GIVEN PASSAGE:
SQL - CUBE with Examples | Application Architect

Key Insights

CUBE generates all possible grouping combinations for specified columns, producing 2^n grouping sets for n columns—making it ideal for multidimensional analysis but potentially expensive for many columns.
Use the GROUPING() function to distinguish between NULL values in your actual data and NULL values that represent aggregated “all” rows in CUBE output.
CUBE is overkill when you only need hierarchical subtotals (use ROLLUP) or specific combinations (use GROUPING SETS)—choose the right tool for your aggregation needs.

Introduction to CUBE

CUBE is a GROUP BY extension that generates subtotals for all possible combinations of columns you specify. If you’ve ever built a pivot table in Excel or created a report that shows totals by region, by product, by both, and a grand total, you’ve done manually what CUBE does automatically.

The operator comes from OLAP (Online Analytical Processing) concepts where analysts need to slice and dice data across multiple dimensions. Instead of writing multiple queries with different GROUP BY clauses and UNION-ing them together, CUBE handles it in a single pass.

Most major databases support CUBE: PostgreSQL, SQL Server, Oracle, and newer versions of MySQL (8.0+). SQLite doesn’t support it natively, so you’ll need workarounds there.

PROBLEMS TO SOLVE:
a – According to the CUBE article, how many grouping sets does CUBE produce for n columns?
b – Repeat, word for word, the stretch of the entries from the line containing "Each instance receives a single keypoint." through the end of the entries.

Stored items:

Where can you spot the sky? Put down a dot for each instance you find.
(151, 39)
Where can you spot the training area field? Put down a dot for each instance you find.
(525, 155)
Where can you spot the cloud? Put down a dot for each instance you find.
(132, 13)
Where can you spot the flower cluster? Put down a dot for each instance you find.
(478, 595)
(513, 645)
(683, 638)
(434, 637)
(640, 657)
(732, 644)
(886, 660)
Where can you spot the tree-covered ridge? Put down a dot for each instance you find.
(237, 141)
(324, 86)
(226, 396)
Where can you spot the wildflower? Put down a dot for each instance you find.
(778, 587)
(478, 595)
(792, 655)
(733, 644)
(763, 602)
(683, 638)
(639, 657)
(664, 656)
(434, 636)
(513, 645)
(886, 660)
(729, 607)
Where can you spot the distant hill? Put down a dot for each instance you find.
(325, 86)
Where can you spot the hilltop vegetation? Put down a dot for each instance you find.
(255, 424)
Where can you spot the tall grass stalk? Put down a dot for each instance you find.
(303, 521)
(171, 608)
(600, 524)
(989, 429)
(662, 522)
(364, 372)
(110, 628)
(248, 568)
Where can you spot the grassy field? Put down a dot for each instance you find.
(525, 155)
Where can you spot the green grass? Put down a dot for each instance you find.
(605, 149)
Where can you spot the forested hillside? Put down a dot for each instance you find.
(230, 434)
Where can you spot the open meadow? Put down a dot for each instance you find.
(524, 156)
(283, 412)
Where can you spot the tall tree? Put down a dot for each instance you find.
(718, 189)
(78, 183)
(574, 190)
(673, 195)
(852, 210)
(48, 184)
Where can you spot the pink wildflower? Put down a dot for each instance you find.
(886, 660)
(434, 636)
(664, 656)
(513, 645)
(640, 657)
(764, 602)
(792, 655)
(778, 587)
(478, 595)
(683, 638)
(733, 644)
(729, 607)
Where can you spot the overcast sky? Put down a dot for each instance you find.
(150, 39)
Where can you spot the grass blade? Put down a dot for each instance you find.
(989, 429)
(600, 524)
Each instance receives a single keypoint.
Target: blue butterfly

RESULTS OF THE TASKS:
a – 2^n grouping sets.

b –
Each instance receives a single keypoint.
Target: blue butterfly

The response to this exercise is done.